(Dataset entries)
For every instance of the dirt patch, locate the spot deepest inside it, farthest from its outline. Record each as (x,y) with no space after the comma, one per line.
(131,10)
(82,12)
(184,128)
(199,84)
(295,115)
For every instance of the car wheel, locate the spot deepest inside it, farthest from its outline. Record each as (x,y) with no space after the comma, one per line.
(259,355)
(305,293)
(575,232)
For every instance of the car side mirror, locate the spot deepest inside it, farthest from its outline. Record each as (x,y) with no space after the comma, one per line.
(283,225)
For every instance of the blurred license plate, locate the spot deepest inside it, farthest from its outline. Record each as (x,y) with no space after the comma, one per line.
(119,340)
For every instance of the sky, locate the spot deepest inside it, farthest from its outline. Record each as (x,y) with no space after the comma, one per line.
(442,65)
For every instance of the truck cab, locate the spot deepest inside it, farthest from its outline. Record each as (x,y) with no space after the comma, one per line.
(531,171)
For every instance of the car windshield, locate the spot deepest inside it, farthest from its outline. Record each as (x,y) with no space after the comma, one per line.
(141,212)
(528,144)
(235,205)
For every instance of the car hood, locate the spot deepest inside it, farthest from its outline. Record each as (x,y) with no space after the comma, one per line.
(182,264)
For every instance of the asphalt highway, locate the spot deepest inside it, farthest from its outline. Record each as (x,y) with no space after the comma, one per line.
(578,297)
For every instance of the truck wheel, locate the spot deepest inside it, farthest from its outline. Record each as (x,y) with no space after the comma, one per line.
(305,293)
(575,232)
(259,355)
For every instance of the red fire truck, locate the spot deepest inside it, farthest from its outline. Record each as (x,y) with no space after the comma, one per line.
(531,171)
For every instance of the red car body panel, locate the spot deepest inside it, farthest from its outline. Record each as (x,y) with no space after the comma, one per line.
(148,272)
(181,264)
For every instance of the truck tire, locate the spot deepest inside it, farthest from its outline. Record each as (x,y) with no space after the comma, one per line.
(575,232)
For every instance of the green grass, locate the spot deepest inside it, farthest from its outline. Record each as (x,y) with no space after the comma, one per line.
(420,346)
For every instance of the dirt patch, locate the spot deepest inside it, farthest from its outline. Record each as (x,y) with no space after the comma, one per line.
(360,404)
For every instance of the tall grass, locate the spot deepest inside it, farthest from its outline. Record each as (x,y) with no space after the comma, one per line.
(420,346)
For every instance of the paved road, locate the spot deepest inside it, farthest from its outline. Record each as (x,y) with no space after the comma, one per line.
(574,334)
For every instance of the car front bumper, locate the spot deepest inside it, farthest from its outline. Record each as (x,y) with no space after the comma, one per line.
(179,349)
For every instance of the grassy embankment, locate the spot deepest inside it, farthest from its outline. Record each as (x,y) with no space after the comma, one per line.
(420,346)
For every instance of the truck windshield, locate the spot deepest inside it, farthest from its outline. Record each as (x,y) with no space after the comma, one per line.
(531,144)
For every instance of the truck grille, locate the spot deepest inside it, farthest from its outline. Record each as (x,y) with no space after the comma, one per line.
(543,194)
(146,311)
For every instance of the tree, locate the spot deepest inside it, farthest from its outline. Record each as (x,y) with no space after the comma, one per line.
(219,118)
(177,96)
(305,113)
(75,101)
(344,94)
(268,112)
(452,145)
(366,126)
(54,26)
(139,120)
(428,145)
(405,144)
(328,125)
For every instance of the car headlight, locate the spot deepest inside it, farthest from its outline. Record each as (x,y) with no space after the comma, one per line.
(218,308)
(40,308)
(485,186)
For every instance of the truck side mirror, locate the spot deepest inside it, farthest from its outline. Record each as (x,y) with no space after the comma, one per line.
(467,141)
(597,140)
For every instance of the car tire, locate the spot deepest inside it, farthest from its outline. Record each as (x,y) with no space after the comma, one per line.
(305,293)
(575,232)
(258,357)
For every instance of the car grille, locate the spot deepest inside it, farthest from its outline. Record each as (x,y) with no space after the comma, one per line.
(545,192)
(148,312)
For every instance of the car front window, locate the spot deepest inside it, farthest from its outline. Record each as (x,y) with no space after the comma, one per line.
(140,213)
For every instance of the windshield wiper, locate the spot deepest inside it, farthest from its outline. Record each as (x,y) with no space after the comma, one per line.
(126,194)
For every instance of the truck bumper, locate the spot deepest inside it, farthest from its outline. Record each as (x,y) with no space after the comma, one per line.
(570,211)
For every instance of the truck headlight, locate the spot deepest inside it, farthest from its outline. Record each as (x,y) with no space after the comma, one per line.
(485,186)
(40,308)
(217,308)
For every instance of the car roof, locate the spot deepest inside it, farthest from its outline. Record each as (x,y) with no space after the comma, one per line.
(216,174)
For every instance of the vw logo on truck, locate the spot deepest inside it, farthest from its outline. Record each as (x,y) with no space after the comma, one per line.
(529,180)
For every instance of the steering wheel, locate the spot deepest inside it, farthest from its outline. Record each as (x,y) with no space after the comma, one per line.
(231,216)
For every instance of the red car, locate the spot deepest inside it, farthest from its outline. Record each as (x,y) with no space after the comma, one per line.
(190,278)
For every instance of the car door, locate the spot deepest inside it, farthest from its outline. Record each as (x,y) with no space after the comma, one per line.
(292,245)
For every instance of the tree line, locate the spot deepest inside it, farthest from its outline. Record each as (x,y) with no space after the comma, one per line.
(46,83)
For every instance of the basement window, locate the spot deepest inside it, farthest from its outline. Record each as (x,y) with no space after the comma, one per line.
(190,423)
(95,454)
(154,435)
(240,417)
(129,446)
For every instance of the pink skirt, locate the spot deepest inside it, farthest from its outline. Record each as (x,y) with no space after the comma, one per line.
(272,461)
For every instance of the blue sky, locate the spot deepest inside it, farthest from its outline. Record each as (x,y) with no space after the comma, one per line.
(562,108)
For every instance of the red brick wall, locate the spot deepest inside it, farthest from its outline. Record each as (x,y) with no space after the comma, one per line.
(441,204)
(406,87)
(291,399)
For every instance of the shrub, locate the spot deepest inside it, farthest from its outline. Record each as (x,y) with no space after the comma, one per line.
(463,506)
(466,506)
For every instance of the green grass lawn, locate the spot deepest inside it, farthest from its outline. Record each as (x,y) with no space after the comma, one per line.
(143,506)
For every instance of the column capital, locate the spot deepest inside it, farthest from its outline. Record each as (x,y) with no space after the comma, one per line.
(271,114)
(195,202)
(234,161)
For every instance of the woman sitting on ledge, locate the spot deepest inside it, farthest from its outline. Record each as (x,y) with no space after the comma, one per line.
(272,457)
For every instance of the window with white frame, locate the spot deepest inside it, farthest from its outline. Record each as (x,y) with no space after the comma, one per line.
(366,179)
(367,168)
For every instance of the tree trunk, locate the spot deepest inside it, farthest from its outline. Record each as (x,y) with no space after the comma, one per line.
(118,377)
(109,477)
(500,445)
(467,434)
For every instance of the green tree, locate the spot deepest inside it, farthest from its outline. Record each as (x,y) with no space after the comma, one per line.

# How to complete this task
Copy each of the records above so that nothing differs from the original.

# Output of the exercise
For every instance of the dirt patch, locate the spot deepest inside it, farthest from its outline. Record each as (x,y) with no space after the comma, one per line.
(131,10)
(82,12)
(184,128)
(199,84)
(295,115)
For every instance of the car wheel, locate the spot deepest inside it, farthest from its outline. Record each as (x,y) with no space after the comma, one per line.
(259,355)
(305,293)
(575,232)
For every instance of the car side mirror, locate the spot deepest inside it, farthest from its outline. Record each as (x,y) with no space after the comma, one per line.
(283,225)
For every instance of the blurred license plate, locate the spot deepest inside it, farthest from its outline. Record each as (x,y) with no space after the comma, one per line.
(119,340)
For every instance of the sky, locate the spot deepest inside it, farthest from its outline. Record each as (x,y) with no space after the comma, one per line.
(442,65)
For every instance of the truck cab, locate the spot deepest inside it, farthest from its outline. Record each as (x,y) with no space after the comma, one per line.
(531,171)
For every instance of the car windshield, locate the spot deepest inside it, farthest from its outline. Record each as (x,y) with no space after the comma, one per line.
(141,212)
(528,144)
(235,205)
For every instance of the car hood, locate the spot deepest inside it, farthest from its outline. Record each as (x,y) with no space after the comma, one per line.
(182,264)
For every instance of the asphalt highway, locate the spot deepest inside it, farthest from its outline. Record each as (x,y) with no space after the comma, one per line.
(578,297)
For every instance of the truck wheel, locate the spot deepest inside it, farthest from its outline. Record each as (x,y) with no space after the comma, one per line.
(305,293)
(575,232)
(259,355)
For every instance of the red fire truck, locate the spot deepest inside it, farthest from its outline. Record each as (x,y) with no space after the comma, one per line.
(531,171)
For every instance of the red car body panel, locate the spot deepest inside it, farthest from its outline. Record each as (x,y) with no space after the comma, one per line.
(148,272)
(181,264)
For every instance of the truck tire, locate the spot deepest inside it, farthest from its outline. Record each as (x,y) with no space after the comma, one per line.
(575,232)
For every instance of the green grass, locate the spot deepest inside it, farthest from its outline. Record each as (x,y) with no space after the comma, one per line.
(420,346)
For every instance of the dirt patch, locate the spot deepest inside it, farthest from its outline. Record each as (x,y) with no space after the comma, one per line.
(360,404)
For every instance of the tall grass, locate the spot deepest inside it, farthest from its outline. Record each as (x,y) with no space after the comma, one per line.
(420,346)
For every instance of the paved road, locate the spot deepest inside it, farthest from its outline. Record each as (x,y) with no space after the comma, one per line.
(574,334)
For every instance of the car front bumper, locate the spot deepest inside it, farthest from its outline. Record each as (x,y) with no space after the comma, one per line.
(179,349)
For every instance of the grassy embankment, locate the spot deepest inside it, farthest from its outline. Record each as (x,y) with no space after the comma, one per line.
(420,346)
For every instance of the truck windshield, locate the spot deepest inside it, farthest from its outline. Record each as (x,y) with no space after the comma, one per line.
(531,144)
For every instance of the truck grille, locate the spot deepest inside it, farthest from its outline. Record each as (x,y) with no space after the comma, one per line.
(543,194)
(146,311)
For every instance of the tree, locate the spot deepest inside it, farthest from its outline. Record each as (x,y) with no space after the comma, one per line.
(219,118)
(177,96)
(305,113)
(75,101)
(344,94)
(268,112)
(452,145)
(366,126)
(54,26)
(139,120)
(428,145)
(405,144)
(328,125)
For every instance of the car headlight, locate the spot deepest inside it, farthest from its outline. Record each as (x,y) with no space after the comma, one per line.
(218,308)
(40,308)
(485,186)
For every instance of the truck side mirror, locate the spot deepest inside it, farthest from its outline. Record each as (x,y) with no space after the comma, one per line.
(467,141)
(597,140)
For every instance of the car tire, locate the spot deepest inside it, farthest from its outline. Record each as (x,y) with no space after the comma, one per line.
(305,293)
(575,232)
(258,357)
For every instance of the car grille, locate the spot deepest inside it, farthest from its outline. Record each as (x,y) with no space after the comma, one per line.
(545,192)
(148,312)
For every instance of the car front window, locate the spot deepest inside it, farthest from its outline. Record each as (x,y) with no space after the comma, one per line.
(140,213)
For every instance of the windshield wiper, locate the spot deepest inside it, farthest from its outline. Record each as (x,y) with no space after the comma, one per line.
(126,194)
For every instance of the truck bumper, locate the spot deepest inside it, farthest from its outline. Record each as (x,y) with no space after the comma, one per line.
(570,211)
For every instance of the truck headlight, locate the spot deepest inside it, farthest from its outline. Record each as (x,y) with no space after the comma, one per line.
(485,186)
(40,308)
(217,308)
For every instance of the car roof, locate the spot deepest inside it, farthest from its outline. Record each as (x,y) with no space after the comma, one per line.
(216,174)
For every instance of the vw logo on truck, locate the spot deepest inside it, farthest from its outline. Record each as (x,y) with no space after the comma, one per line.
(529,180)
For every instance of the steering wheel, locate the spot deepest inside it, farthest from its outline. Record each as (x,y) with no space after the comma, one per line.
(231,216)
For every instance of the red car, locate the spot deepest inside it, farthest from its outline. Record each as (x,y) with no space after the comma, one per line.
(190,278)
For every instance of the car door, locate the spot deepest inside it, farthest from its outline. Record each as (x,y) with no space after the comma, one per line.
(292,245)
For every instance of the tree line, locate the spot deepest inside it, farthest from its outline. Record each as (x,y) with no space after the comma, one per line.
(46,83)
For every instance of the basement window, locate the spot deepest inside it, farthest from its outline. Record each as (x,y) with no space after the comma, one per line.
(190,423)
(95,454)
(154,435)
(240,417)
(129,446)
For every instance of the pink skirt, locate the spot deepest inside it, farthest from its outline. Record each as (x,y) with no space after the comma, one per line.
(272,461)
For every instance of the blue sky, locate the spot deepest inside it, farthest from its outline. Record each as (x,y) with no space after the comma, one per line.
(562,108)
For every instance of the red brick wall, locate the spot deepest inside it, farthest from its outline. Record each as (x,y) with no space after the comma, one per line.
(441,204)
(406,87)
(291,399)
For every instance of the shrub, locate the spot deepest inside it, farthest from its outline. Record each as (x,y) with no space after the comma, one per line.
(463,506)
(466,506)
For every instance of the green grass lawn, locate the spot deepest inside it, farthest from its outline. Record each as (x,y) with no space after the comma, one per line.
(143,506)
For every instance of the column capital, locate the spot deepest inside it, farthest from its outline. Record each as (x,y) with no space after the comma, one per line.
(271,114)
(195,202)
(234,161)
For every instance of the woman sitting on ledge, locate the spot deepest inside it, farthest from its outline. Record each as (x,y) with no space after the comma, one per line.
(272,457)
For every instance of the window with white frame, locate the spot deepest inside it, farthest from its outline. Record each as (x,y) with no space after the comma, one per line.
(366,179)
(367,168)
For every instance of the tree trunk, locate the spot deepest inside it, farthest from its outline. Record each as (x,y) with no space after the comma, one per line.
(118,377)
(109,477)
(500,445)
(467,434)
For every instance of the green tree, locate the spot deepest inside it, farthest from its outline. Record each as (x,y) with no space after the comma, one per line.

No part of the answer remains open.